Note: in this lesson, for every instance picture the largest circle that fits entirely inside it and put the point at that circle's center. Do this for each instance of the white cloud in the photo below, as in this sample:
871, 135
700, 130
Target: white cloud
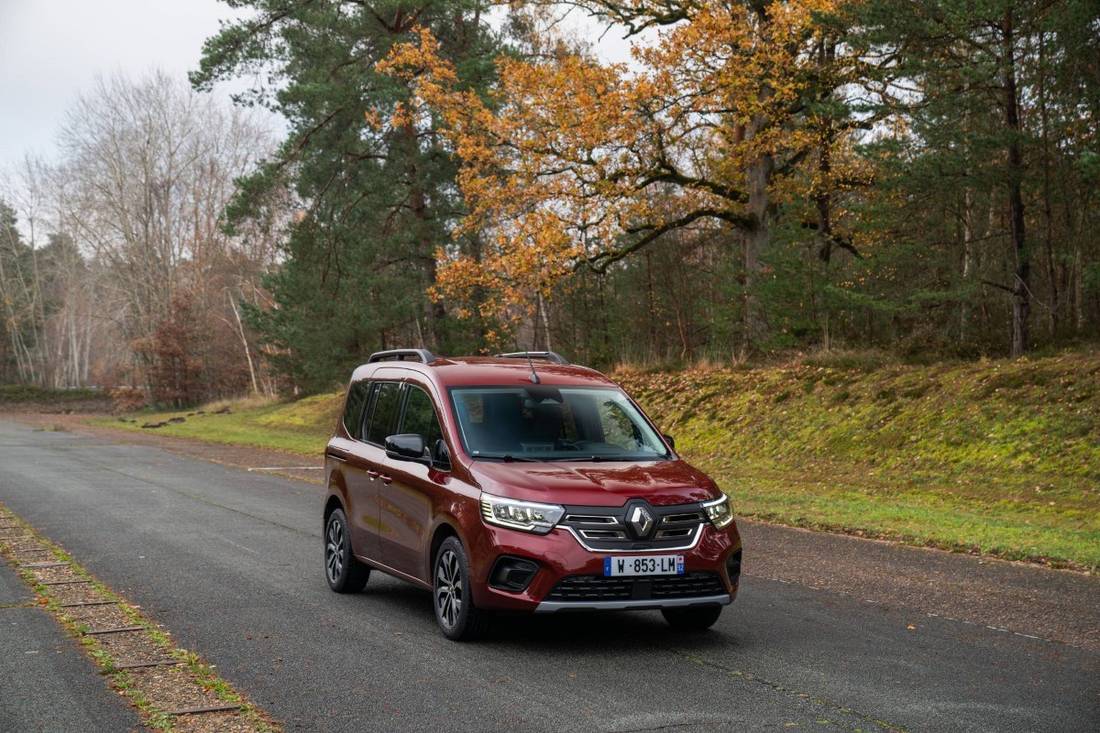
51, 51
━━━━━━━━
Rewrite the rows with "white cloud" replaced by "gray cloud" everywhere it occurs, changing nothing else. Omit the pictures.

[Answer to the exercise]:
Note: in this lesson, for every instance picture the largest circle that fits entirely inside it and put the point at that circle's center. Do this for each instance of the gray cloud in the photo below, as in this sample:
871, 135
700, 130
Target: gray cloud
51, 51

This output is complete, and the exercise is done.